EXTRACT TO READ »

* * * *

The thing with me is, the more I get to know about something, the less I can just be happy with what I have. That coupled with the knowledge of a "too good to pass up" deal has left me with a total of 4 BIG Daishowa tool height sensors. I have 2 of the BM-50G "Gold" type, which are internal contact types that have a ceramic contact plate. And a little BMM-20 Mini unit, that is so small it comes with a built in magnifying glass, and is also internally triggered. The 3 BM-50's are all the same exact shape, so my custom signalling interface will work on all of them, and the mini is so cute and will be useful on my manual mill and lathe. I'm pretty sure I'm done buying these things, but don't believe me, I lied to you about my vise vice after all.
The more sophisticated workpiece probing units were all custom search bookmarked, and I camped all my favorite buying channels. I really wanted a non-conductive type of probe as I intend to work with wood and machinable plastics on my machine. The first
sore member deal that came along was a closed circuit type though, and so I jumped on it as at least a backup plan. A few days later the unit I was actually looking for was posted, it was $300 but new they are $1000 so I figured it was as good as I could hope for. I know I will likely see one or two come up cheaper now that I got this one. I will likely buy more to "average out" the price, that makes sense right? Right? Send help...
Cheap DIY is in my blood.

* * * *

EXTRACTED ENTRIES »
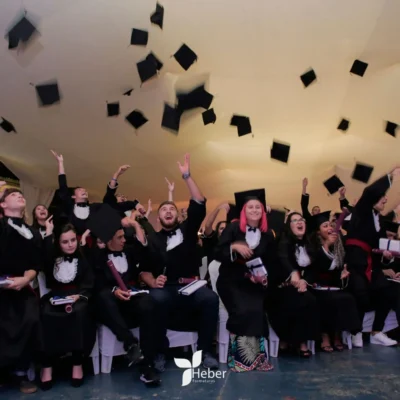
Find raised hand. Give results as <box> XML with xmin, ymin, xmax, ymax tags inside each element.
<box><xmin>165</xmin><ymin>178</ymin><xmax>175</xmax><ymax>192</ymax></box>
<box><xmin>50</xmin><ymin>150</ymin><xmax>64</xmax><ymax>163</ymax></box>
<box><xmin>178</xmin><ymin>153</ymin><xmax>190</xmax><ymax>175</ymax></box>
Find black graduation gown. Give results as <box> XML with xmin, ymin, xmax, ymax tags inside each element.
<box><xmin>0</xmin><ymin>217</ymin><xmax>42</xmax><ymax>368</ymax></box>
<box><xmin>267</xmin><ymin>235</ymin><xmax>320</xmax><ymax>345</ymax></box>
<box><xmin>307</xmin><ymin>248</ymin><xmax>362</xmax><ymax>333</ymax></box>
<box><xmin>216</xmin><ymin>222</ymin><xmax>276</xmax><ymax>337</ymax></box>
<box><xmin>40</xmin><ymin>236</ymin><xmax>96</xmax><ymax>356</ymax></box>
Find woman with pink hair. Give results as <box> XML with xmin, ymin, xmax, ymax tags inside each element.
<box><xmin>216</xmin><ymin>197</ymin><xmax>276</xmax><ymax>372</ymax></box>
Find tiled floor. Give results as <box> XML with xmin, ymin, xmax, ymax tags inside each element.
<box><xmin>0</xmin><ymin>345</ymin><xmax>400</xmax><ymax>400</ymax></box>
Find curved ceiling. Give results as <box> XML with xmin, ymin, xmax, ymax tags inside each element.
<box><xmin>0</xmin><ymin>0</ymin><xmax>400</xmax><ymax>211</ymax></box>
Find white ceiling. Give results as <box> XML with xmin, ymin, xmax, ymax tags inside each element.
<box><xmin>0</xmin><ymin>0</ymin><xmax>400</xmax><ymax>212</ymax></box>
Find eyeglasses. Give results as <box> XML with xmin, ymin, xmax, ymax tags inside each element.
<box><xmin>290</xmin><ymin>218</ymin><xmax>306</xmax><ymax>224</ymax></box>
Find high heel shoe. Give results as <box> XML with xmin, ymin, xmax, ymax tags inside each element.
<box><xmin>40</xmin><ymin>380</ymin><xmax>53</xmax><ymax>392</ymax></box>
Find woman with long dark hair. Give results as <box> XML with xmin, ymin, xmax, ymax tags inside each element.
<box><xmin>267</xmin><ymin>212</ymin><xmax>319</xmax><ymax>358</ymax></box>
<box><xmin>41</xmin><ymin>218</ymin><xmax>96</xmax><ymax>390</ymax></box>
<box><xmin>307</xmin><ymin>211</ymin><xmax>361</xmax><ymax>353</ymax></box>
<box><xmin>216</xmin><ymin>197</ymin><xmax>276</xmax><ymax>372</ymax></box>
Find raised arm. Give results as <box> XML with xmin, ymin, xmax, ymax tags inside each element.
<box><xmin>165</xmin><ymin>178</ymin><xmax>175</xmax><ymax>201</ymax></box>
<box><xmin>204</xmin><ymin>203</ymin><xmax>230</xmax><ymax>236</ymax></box>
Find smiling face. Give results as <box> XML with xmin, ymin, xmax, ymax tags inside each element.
<box><xmin>0</xmin><ymin>190</ymin><xmax>26</xmax><ymax>216</ymax></box>
<box><xmin>245</xmin><ymin>200</ymin><xmax>263</xmax><ymax>224</ymax></box>
<box><xmin>60</xmin><ymin>230</ymin><xmax>78</xmax><ymax>255</ymax></box>
<box><xmin>72</xmin><ymin>188</ymin><xmax>89</xmax><ymax>203</ymax></box>
<box><xmin>290</xmin><ymin>214</ymin><xmax>306</xmax><ymax>239</ymax></box>
<box><xmin>34</xmin><ymin>204</ymin><xmax>49</xmax><ymax>221</ymax></box>
<box><xmin>158</xmin><ymin>203</ymin><xmax>178</xmax><ymax>229</ymax></box>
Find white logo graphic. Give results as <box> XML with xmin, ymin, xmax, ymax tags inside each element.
<box><xmin>174</xmin><ymin>350</ymin><xmax>226</xmax><ymax>386</ymax></box>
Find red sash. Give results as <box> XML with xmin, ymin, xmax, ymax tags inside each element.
<box><xmin>346</xmin><ymin>239</ymin><xmax>372</xmax><ymax>282</ymax></box>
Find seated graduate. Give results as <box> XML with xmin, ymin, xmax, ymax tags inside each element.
<box><xmin>301</xmin><ymin>178</ymin><xmax>321</xmax><ymax>221</ymax></box>
<box><xmin>345</xmin><ymin>167</ymin><xmax>400</xmax><ymax>347</ymax></box>
<box><xmin>267</xmin><ymin>212</ymin><xmax>319</xmax><ymax>358</ymax></box>
<box><xmin>32</xmin><ymin>204</ymin><xmax>49</xmax><ymax>238</ymax></box>
<box><xmin>89</xmin><ymin>204</ymin><xmax>161</xmax><ymax>386</ymax></box>
<box><xmin>41</xmin><ymin>217</ymin><xmax>96</xmax><ymax>390</ymax></box>
<box><xmin>140</xmin><ymin>154</ymin><xmax>219</xmax><ymax>369</ymax></box>
<box><xmin>0</xmin><ymin>182</ymin><xmax>42</xmax><ymax>393</ymax></box>
<box><xmin>305</xmin><ymin>211</ymin><xmax>362</xmax><ymax>353</ymax></box>
<box><xmin>216</xmin><ymin>190</ymin><xmax>276</xmax><ymax>372</ymax></box>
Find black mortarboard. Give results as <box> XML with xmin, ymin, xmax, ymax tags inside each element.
<box><xmin>131</xmin><ymin>28</ymin><xmax>149</xmax><ymax>46</ymax></box>
<box><xmin>36</xmin><ymin>82</ymin><xmax>61</xmax><ymax>106</ymax></box>
<box><xmin>107</xmin><ymin>102</ymin><xmax>119</xmax><ymax>117</ymax></box>
<box><xmin>125</xmin><ymin>110</ymin><xmax>148</xmax><ymax>129</ymax></box>
<box><xmin>0</xmin><ymin>117</ymin><xmax>17</xmax><ymax>133</ymax></box>
<box><xmin>300</xmin><ymin>69</ymin><xmax>317</xmax><ymax>87</ymax></box>
<box><xmin>231</xmin><ymin>115</ymin><xmax>251</xmax><ymax>136</ymax></box>
<box><xmin>271</xmin><ymin>141</ymin><xmax>290</xmax><ymax>163</ymax></box>
<box><xmin>202</xmin><ymin>108</ymin><xmax>217</xmax><ymax>125</ymax></box>
<box><xmin>383</xmin><ymin>220</ymin><xmax>400</xmax><ymax>235</ymax></box>
<box><xmin>88</xmin><ymin>204</ymin><xmax>122</xmax><ymax>243</ymax></box>
<box><xmin>226</xmin><ymin>203</ymin><xmax>240</xmax><ymax>222</ymax></box>
<box><xmin>307</xmin><ymin>211</ymin><xmax>331</xmax><ymax>232</ymax></box>
<box><xmin>146</xmin><ymin>51</ymin><xmax>164</xmax><ymax>71</ymax></box>
<box><xmin>124</xmin><ymin>89</ymin><xmax>133</xmax><ymax>96</ymax></box>
<box><xmin>385</xmin><ymin>121</ymin><xmax>398</xmax><ymax>137</ymax></box>
<box><xmin>351</xmin><ymin>163</ymin><xmax>374</xmax><ymax>183</ymax></box>
<box><xmin>235</xmin><ymin>189</ymin><xmax>267</xmax><ymax>213</ymax></box>
<box><xmin>174</xmin><ymin>44</ymin><xmax>197</xmax><ymax>71</ymax></box>
<box><xmin>6</xmin><ymin>15</ymin><xmax>38</xmax><ymax>49</ymax></box>
<box><xmin>177</xmin><ymin>85</ymin><xmax>214</xmax><ymax>112</ymax></box>
<box><xmin>350</xmin><ymin>60</ymin><xmax>368</xmax><ymax>76</ymax></box>
<box><xmin>338</xmin><ymin>118</ymin><xmax>350</xmax><ymax>132</ymax></box>
<box><xmin>136</xmin><ymin>58</ymin><xmax>157</xmax><ymax>83</ymax></box>
<box><xmin>324</xmin><ymin>175</ymin><xmax>344</xmax><ymax>194</ymax></box>
<box><xmin>267</xmin><ymin>210</ymin><xmax>286</xmax><ymax>234</ymax></box>
<box><xmin>150</xmin><ymin>3</ymin><xmax>164</xmax><ymax>29</ymax></box>
<box><xmin>161</xmin><ymin>104</ymin><xmax>182</xmax><ymax>132</ymax></box>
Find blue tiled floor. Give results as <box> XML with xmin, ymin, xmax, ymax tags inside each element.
<box><xmin>0</xmin><ymin>345</ymin><xmax>400</xmax><ymax>400</ymax></box>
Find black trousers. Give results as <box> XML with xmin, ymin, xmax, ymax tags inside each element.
<box><xmin>349</xmin><ymin>270</ymin><xmax>400</xmax><ymax>332</ymax></box>
<box><xmin>150</xmin><ymin>285</ymin><xmax>219</xmax><ymax>353</ymax></box>
<box><xmin>95</xmin><ymin>289</ymin><xmax>160</xmax><ymax>363</ymax></box>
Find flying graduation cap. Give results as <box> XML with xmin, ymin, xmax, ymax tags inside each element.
<box><xmin>0</xmin><ymin>117</ymin><xmax>17</xmax><ymax>133</ymax></box>
<box><xmin>6</xmin><ymin>12</ymin><xmax>39</xmax><ymax>50</ymax></box>
<box><xmin>174</xmin><ymin>44</ymin><xmax>197</xmax><ymax>71</ymax></box>
<box><xmin>350</xmin><ymin>60</ymin><xmax>368</xmax><ymax>77</ymax></box>
<box><xmin>300</xmin><ymin>69</ymin><xmax>317</xmax><ymax>87</ymax></box>
<box><xmin>125</xmin><ymin>110</ymin><xmax>148</xmax><ymax>129</ymax></box>
<box><xmin>231</xmin><ymin>114</ymin><xmax>251</xmax><ymax>137</ymax></box>
<box><xmin>107</xmin><ymin>102</ymin><xmax>119</xmax><ymax>117</ymax></box>
<box><xmin>35</xmin><ymin>81</ymin><xmax>61</xmax><ymax>107</ymax></box>
<box><xmin>150</xmin><ymin>3</ymin><xmax>164</xmax><ymax>29</ymax></box>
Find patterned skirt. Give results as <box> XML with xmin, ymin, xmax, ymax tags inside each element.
<box><xmin>228</xmin><ymin>333</ymin><xmax>274</xmax><ymax>372</ymax></box>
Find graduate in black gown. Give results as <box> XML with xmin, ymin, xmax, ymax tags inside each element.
<box><xmin>89</xmin><ymin>204</ymin><xmax>161</xmax><ymax>386</ymax></box>
<box><xmin>141</xmin><ymin>154</ymin><xmax>219</xmax><ymax>369</ymax></box>
<box><xmin>0</xmin><ymin>189</ymin><xmax>42</xmax><ymax>393</ymax></box>
<box><xmin>305</xmin><ymin>211</ymin><xmax>362</xmax><ymax>353</ymax></box>
<box><xmin>346</xmin><ymin>167</ymin><xmax>400</xmax><ymax>347</ymax></box>
<box><xmin>216</xmin><ymin>192</ymin><xmax>276</xmax><ymax>372</ymax></box>
<box><xmin>41</xmin><ymin>217</ymin><xmax>96</xmax><ymax>390</ymax></box>
<box><xmin>267</xmin><ymin>212</ymin><xmax>319</xmax><ymax>358</ymax></box>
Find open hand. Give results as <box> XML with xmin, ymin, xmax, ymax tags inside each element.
<box><xmin>178</xmin><ymin>153</ymin><xmax>190</xmax><ymax>175</ymax></box>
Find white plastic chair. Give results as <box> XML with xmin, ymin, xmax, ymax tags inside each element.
<box><xmin>37</xmin><ymin>272</ymin><xmax>100</xmax><ymax>375</ymax></box>
<box><xmin>98</xmin><ymin>325</ymin><xmax>198</xmax><ymax>374</ymax></box>
<box><xmin>208</xmin><ymin>260</ymin><xmax>270</xmax><ymax>364</ymax></box>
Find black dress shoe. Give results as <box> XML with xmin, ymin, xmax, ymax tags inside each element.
<box><xmin>40</xmin><ymin>380</ymin><xmax>53</xmax><ymax>392</ymax></box>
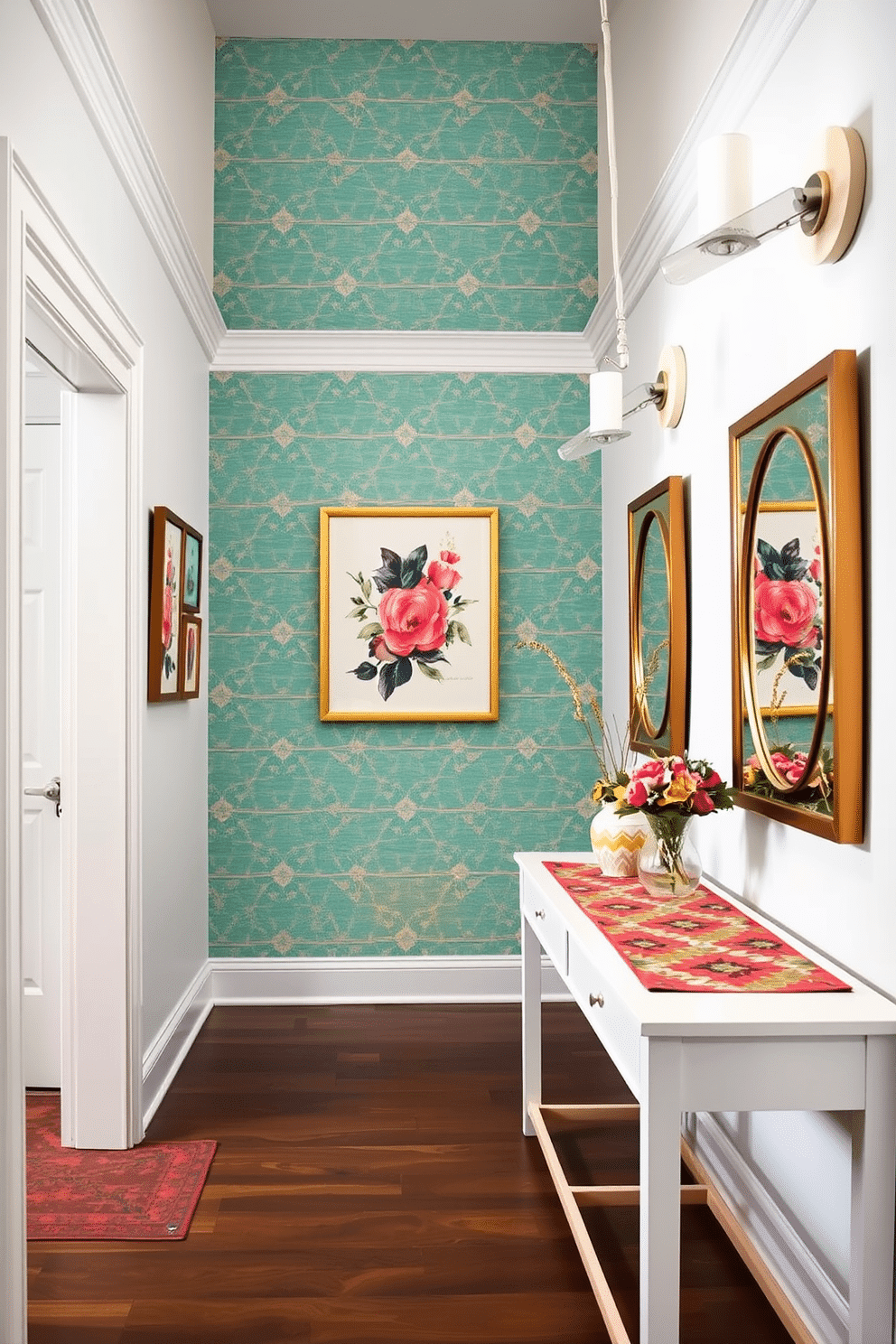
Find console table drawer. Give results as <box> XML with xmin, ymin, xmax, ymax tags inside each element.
<box><xmin>568</xmin><ymin>937</ymin><xmax>640</xmax><ymax>1097</ymax></box>
<box><xmin>521</xmin><ymin>886</ymin><xmax>567</xmax><ymax>977</ymax></box>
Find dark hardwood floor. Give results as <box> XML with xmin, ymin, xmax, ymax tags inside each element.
<box><xmin>28</xmin><ymin>1004</ymin><xmax>789</xmax><ymax>1344</ymax></box>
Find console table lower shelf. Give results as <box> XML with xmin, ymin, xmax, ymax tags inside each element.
<box><xmin>515</xmin><ymin>852</ymin><xmax>896</xmax><ymax>1344</ymax></box>
<box><xmin>527</xmin><ymin>1102</ymin><xmax>818</xmax><ymax>1344</ymax></box>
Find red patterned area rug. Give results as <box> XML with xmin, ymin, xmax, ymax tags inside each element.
<box><xmin>25</xmin><ymin>1093</ymin><xmax>218</xmax><ymax>1242</ymax></box>
<box><xmin>544</xmin><ymin>863</ymin><xmax>849</xmax><ymax>994</ymax></box>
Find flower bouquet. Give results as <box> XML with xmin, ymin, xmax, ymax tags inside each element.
<box><xmin>518</xmin><ymin>639</ymin><xmax>661</xmax><ymax>878</ymax></box>
<box><xmin>620</xmin><ymin>755</ymin><xmax>733</xmax><ymax>895</ymax></box>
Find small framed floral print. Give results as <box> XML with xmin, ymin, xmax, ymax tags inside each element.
<box><xmin>182</xmin><ymin>524</ymin><xmax>203</xmax><ymax>611</ymax></box>
<box><xmin>730</xmin><ymin>350</ymin><xmax>863</xmax><ymax>844</ymax></box>
<box><xmin>180</xmin><ymin>611</ymin><xmax>203</xmax><ymax>700</ymax></box>
<box><xmin>320</xmin><ymin>507</ymin><xmax>499</xmax><ymax>721</ymax></box>
<box><xmin>146</xmin><ymin>505</ymin><xmax>187</xmax><ymax>703</ymax></box>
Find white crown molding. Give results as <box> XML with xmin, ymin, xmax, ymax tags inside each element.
<box><xmin>31</xmin><ymin>0</ymin><xmax>226</xmax><ymax>360</ymax></box>
<box><xmin>212</xmin><ymin>331</ymin><xmax>593</xmax><ymax>374</ymax></box>
<box><xmin>693</xmin><ymin>1112</ymin><xmax>849</xmax><ymax>1344</ymax></box>
<box><xmin>31</xmin><ymin>0</ymin><xmax>814</xmax><ymax>374</ymax></box>
<box><xmin>209</xmin><ymin>953</ymin><xmax>571</xmax><ymax>1004</ymax></box>
<box><xmin>582</xmin><ymin>0</ymin><xmax>816</xmax><ymax>364</ymax></box>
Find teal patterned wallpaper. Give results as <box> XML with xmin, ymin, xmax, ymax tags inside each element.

* * * *

TASK DETAILS » Retype, word for word, the post above about Daishowa tool height sensors and probing units.

FINISHED TASK »
The thing with me is, the more I get to know about something, the less I can just be happy with what I have. That coupled with the knowledge of a "too good to pass up" deal has left me with a total of 4 BIG Daishowa tool height sensors. I have 2 of the BM-50G "Gold" type, which are internal contact types that have a ceramic contact plate. And a little BMM-20 Mini unit, that is so small it comes with a built in magnifying glass, and is also internally triggered. The 3 BM-50's are all the same exact shape, so my custom signalling interface will work on all of them, and the mini is so cute and will be useful on my manual mill and lathe. I'm pretty sure I'm done buying these things, but don't believe me, I lied to you about my vise vice after all.
The more sophisticated workpiece probing units were all custom search bookmarked, and I camped all my favorite buying channels. I really wanted a non-conductive type of probe as I intend to work with wood and machinable plastics on my machine. The first
sore member deal that came along was a closed circuit type though, and so I jumped on it as at least a backup plan. A few days later the unit I was actually looking for was posted, it was $300 but new they are $1000 so I figured it was as good as I could hope for. I know I will likely see one or two come up cheaper now that I got this one. I will likely buy more to "average out" the price, that makes sense right? Right? Send help...
Cheap DIY is in my blood.